━━━ GIVEN DATA
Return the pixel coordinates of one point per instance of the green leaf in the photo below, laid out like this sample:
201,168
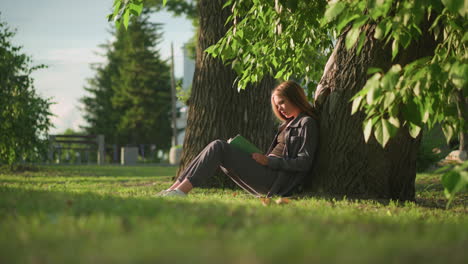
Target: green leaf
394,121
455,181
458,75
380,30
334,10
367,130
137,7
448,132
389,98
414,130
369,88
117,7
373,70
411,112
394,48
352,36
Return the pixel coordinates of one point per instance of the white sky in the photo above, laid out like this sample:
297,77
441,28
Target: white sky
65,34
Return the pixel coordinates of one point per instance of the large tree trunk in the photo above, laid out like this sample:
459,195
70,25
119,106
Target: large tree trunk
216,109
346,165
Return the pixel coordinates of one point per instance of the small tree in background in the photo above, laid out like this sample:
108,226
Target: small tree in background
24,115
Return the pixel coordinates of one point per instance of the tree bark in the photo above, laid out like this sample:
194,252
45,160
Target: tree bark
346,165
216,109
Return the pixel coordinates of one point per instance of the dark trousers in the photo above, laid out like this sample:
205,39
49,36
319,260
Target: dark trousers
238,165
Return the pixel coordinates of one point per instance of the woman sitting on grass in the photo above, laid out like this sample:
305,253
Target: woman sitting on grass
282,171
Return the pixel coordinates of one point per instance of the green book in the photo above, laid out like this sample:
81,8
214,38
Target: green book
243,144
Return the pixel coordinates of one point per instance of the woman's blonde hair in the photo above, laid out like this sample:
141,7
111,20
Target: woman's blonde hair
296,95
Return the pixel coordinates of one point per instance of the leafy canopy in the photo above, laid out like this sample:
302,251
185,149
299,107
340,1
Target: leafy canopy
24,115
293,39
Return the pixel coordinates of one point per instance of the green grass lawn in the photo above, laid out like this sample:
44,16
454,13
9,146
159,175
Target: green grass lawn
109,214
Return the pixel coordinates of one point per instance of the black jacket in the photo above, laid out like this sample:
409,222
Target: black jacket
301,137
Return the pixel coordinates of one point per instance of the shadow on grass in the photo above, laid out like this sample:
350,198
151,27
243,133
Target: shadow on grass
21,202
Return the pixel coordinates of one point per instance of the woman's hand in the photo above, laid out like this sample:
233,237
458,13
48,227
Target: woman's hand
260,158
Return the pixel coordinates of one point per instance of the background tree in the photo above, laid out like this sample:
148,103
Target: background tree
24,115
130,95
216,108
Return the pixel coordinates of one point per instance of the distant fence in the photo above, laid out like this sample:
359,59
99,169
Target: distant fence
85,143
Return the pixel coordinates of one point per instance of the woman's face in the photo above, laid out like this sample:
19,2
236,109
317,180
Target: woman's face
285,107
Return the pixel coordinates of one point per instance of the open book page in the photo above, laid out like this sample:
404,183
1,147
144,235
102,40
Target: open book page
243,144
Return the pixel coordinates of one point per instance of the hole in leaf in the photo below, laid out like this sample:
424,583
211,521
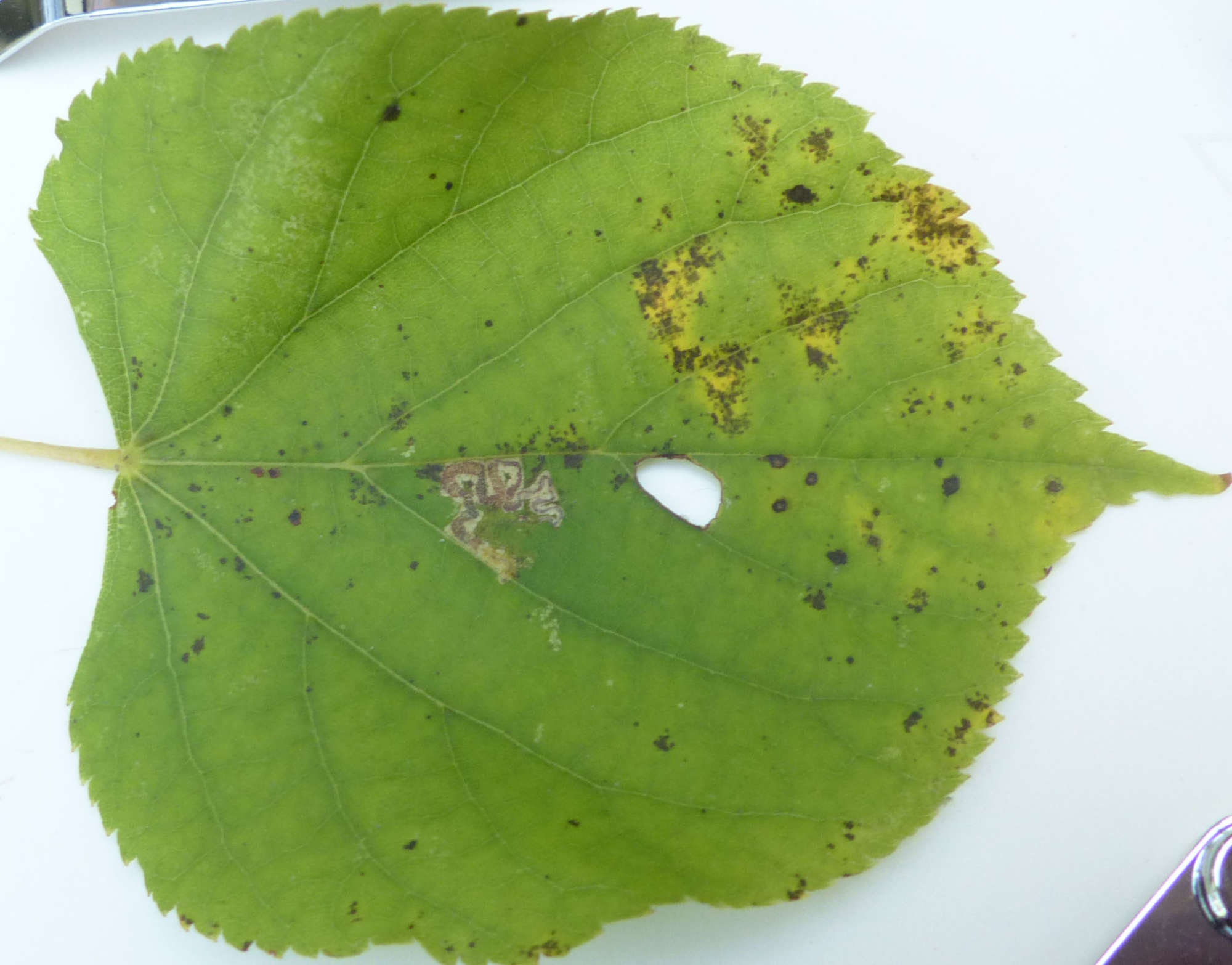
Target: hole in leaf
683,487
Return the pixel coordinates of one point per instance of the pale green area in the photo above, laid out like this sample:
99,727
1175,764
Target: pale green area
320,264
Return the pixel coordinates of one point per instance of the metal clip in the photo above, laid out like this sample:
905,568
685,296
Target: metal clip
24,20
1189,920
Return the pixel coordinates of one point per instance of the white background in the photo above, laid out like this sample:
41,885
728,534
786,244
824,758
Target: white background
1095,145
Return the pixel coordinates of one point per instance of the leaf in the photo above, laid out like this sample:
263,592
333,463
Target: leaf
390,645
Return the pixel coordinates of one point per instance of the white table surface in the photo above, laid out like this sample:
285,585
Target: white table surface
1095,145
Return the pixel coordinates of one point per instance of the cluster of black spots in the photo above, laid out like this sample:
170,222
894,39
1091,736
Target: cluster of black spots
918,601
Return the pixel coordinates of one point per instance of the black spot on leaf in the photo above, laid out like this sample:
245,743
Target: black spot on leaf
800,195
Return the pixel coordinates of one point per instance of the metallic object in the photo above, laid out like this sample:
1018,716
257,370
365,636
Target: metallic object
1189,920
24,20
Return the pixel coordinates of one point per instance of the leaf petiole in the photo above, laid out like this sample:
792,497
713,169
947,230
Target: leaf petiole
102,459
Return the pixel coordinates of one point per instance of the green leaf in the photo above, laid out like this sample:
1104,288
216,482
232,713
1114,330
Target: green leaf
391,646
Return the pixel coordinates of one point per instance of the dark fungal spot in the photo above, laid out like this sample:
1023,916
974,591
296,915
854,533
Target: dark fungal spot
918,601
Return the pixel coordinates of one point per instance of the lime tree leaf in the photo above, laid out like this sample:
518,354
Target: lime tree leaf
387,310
━━━━━━
━━━ GIVEN DATA
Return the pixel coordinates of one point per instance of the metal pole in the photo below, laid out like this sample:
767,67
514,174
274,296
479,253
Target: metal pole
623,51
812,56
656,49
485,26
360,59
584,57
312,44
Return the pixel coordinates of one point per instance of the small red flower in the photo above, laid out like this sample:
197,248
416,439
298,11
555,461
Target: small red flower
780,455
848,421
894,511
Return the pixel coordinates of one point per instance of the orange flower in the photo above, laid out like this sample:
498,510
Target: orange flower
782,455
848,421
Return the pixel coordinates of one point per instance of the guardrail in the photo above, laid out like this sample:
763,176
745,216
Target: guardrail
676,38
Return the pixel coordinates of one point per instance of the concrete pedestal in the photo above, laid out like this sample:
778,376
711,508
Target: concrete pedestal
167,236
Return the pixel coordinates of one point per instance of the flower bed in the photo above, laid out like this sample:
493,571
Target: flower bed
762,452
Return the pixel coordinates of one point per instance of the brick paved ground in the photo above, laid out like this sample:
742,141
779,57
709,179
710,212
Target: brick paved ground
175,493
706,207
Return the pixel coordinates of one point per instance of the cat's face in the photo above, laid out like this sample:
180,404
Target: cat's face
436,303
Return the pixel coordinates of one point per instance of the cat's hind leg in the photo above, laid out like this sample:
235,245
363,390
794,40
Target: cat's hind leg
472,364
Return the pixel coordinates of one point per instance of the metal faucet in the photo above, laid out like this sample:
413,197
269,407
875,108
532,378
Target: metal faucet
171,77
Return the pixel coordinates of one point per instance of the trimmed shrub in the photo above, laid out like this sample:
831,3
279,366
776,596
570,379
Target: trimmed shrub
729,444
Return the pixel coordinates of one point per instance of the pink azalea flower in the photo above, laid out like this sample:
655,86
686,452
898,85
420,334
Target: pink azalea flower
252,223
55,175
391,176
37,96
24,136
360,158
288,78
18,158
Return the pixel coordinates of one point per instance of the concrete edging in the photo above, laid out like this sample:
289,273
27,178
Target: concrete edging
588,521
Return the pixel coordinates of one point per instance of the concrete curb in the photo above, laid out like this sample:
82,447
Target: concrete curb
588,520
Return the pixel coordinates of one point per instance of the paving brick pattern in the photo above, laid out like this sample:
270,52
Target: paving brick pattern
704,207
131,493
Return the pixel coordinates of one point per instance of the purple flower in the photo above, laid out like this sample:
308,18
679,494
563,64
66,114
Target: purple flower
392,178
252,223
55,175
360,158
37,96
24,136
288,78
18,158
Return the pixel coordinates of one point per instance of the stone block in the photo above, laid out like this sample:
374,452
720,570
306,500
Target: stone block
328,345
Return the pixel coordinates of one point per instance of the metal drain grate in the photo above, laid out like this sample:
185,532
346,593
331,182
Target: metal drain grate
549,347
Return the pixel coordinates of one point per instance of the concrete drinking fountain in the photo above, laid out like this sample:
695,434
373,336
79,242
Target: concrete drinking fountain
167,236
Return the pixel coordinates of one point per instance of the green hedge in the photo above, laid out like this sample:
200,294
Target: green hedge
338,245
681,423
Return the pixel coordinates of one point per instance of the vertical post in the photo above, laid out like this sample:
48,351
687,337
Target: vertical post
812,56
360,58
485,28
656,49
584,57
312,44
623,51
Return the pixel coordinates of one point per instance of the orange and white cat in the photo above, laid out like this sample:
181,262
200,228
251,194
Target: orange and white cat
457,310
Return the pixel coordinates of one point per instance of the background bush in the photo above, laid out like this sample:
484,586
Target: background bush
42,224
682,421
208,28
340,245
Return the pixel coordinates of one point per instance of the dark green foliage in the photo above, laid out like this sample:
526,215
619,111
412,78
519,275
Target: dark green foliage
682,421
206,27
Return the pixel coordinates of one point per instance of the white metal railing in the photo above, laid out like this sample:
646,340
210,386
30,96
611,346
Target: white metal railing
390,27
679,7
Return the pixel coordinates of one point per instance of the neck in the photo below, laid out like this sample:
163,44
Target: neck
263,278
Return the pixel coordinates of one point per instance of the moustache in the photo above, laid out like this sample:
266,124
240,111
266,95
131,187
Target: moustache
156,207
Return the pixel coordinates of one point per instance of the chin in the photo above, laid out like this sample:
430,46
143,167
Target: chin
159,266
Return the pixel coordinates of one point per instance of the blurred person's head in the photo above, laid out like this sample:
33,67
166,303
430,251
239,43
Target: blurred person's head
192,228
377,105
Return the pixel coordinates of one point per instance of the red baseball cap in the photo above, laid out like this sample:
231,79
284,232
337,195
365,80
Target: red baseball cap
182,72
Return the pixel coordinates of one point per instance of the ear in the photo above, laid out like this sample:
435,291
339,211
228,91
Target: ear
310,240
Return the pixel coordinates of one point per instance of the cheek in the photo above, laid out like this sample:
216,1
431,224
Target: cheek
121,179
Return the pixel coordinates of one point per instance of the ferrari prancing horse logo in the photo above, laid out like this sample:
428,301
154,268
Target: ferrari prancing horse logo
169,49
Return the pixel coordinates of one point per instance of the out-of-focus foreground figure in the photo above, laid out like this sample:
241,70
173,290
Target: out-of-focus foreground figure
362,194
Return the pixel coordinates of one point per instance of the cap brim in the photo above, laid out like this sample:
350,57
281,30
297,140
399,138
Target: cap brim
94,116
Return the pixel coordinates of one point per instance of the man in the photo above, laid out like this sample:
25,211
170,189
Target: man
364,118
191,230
━━━━━━
━━━ GIVEN DATA
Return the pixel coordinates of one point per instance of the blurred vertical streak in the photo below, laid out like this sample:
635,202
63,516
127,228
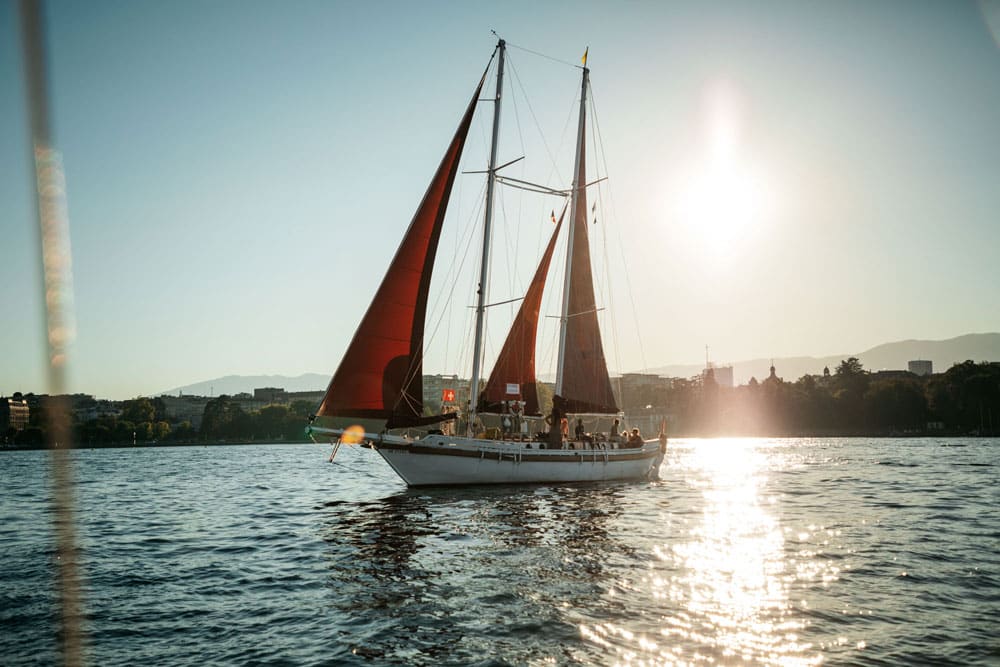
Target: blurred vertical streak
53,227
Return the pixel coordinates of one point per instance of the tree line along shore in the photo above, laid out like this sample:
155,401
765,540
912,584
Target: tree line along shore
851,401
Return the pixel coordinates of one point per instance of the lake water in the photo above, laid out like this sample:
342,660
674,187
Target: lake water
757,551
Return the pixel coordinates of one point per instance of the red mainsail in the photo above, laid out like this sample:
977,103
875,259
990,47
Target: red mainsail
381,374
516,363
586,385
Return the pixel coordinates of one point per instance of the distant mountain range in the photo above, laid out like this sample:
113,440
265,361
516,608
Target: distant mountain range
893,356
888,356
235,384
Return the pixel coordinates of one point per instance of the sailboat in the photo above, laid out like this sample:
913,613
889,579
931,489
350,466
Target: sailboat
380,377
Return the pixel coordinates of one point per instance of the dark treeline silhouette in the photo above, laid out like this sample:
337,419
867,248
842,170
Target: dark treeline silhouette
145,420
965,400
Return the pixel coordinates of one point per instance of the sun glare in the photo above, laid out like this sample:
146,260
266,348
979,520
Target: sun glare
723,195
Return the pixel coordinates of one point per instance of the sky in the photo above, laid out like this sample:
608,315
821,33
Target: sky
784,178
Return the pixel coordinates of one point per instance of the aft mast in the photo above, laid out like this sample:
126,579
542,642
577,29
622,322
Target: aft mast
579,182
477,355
━━━━━━
Locate every line above that contains the string "canopy" and copy each of those lines. Case counts.

Return the pixel coordinates of one point per instance of the leafy canopy in the photo above, laid out like this sample:
Target: leafy canopy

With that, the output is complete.